*本文*.
━━━━

はやぶさ2は無事に日本に戻ってきました。目下、リュウグウで採取してきた岩石の分析中だと思います。この本では、はやぶさ2がリュウグウに無事たどり着き岩石を採取し、地球への帰還の旅を始めるところまでが語られています。
なにしろすごい話の連続です。たとえ話でいうと、東京スカイツリーのてっぺんから、富士山の頂上にいるミジンコを見分けることができるほどの分解能をもつデルタドア。
はやぶさ2から送られてくる電波を地球上の日本とアメリカとオーストラリアにある複数のアンテナで同時に受信し、その位相差を計測することで探査機の太陽系内での位置を正確に測る。数億キロメートルの彼方を飛行する探査機の位置をキロメートル単位で正確に測ることができる。
はやぶさ2は、イオンエンジンで宇宙を高速で飛んでいる。その時速5400キロというのは、新幹線の20倍、飛行機の6倍の速さ。これほどの加速量をはやぶさ2の重さ609キログラムのうちのわずか30キログラムの燃料でまかなう。

━━━━

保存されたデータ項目

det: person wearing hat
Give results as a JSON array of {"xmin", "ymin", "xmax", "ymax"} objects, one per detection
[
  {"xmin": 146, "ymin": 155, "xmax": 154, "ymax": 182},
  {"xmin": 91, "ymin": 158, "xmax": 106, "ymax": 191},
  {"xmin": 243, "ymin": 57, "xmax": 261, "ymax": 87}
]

━━━━

*取り組む課題*.
• 1. はやぶさ2の文章では、イオンエンジンで飛ぶ時速5400キロは新幹線の何倍の速さとされていますか。
• 2. はやぶさ2の文章を、最後の文のあとから書き続けてください。

*課題別の答え*.
• 1. 新幹線の20倍です。

• 2.
イオンエンジンは、キセノンを燃料とする極端に燃費のいい宇宙用の推進機関。キセノンをマイクロ波のエネルギーで電離させ、その電荷を帯びた粒子(プラズマ)に高電圧をかける。プラス電荷の粒子がマイナスの電極に引きつけられることを利用し、キセノンのプラズマ粒子を加速して宇宙空間へ射出する、その反動で機体を推進させる。発生できる力は1グラム重。地球上で1円玉ひとつを持ち上げられる力。そして、その1グラム重を1年間ずっと発生し続けるのに必要なキセノンはわずか10キログラム。これで、はやぶさ2を時速2000キロメートルまで加速することができる。イオンエンジンは、力は弱いが超絶持久力のある推進機関だ。
はやぶさ2の根幹技術は、4つ。一つは、このイオンエンジン。二つは光学誘導航法、三つはサンプル採取技術、四つは高速大気圏突入技術。
はやぶさ2のチームづくりでは共通体験を重視し、いかに失敗を経験させるかを重視した。すごい発想です。模擬訓練のときには、神様チームと運用チームとに分かれ、神様チームはとんでもない無理難題を運用チームに押しつけるのでした。その一つには、重要人物が嫌なタイミングで腹痛になって管制室から消えてしまう。そんなとき運用を続行してよいのか...。「こんなトラブル起こるわけない」というトラブルまで、ありとあらゆるトラブルを想定して、その対策をみんなで練っていったというのです。すごいです。
計算だけを頼りに、30億キロメートルもの距離を目隠して飛び続けていて、ある日ぱっと目を開いたら、その視野の真ん中にちゃんとリュウグウがうつっていた。嘘のような本当に起きた話です。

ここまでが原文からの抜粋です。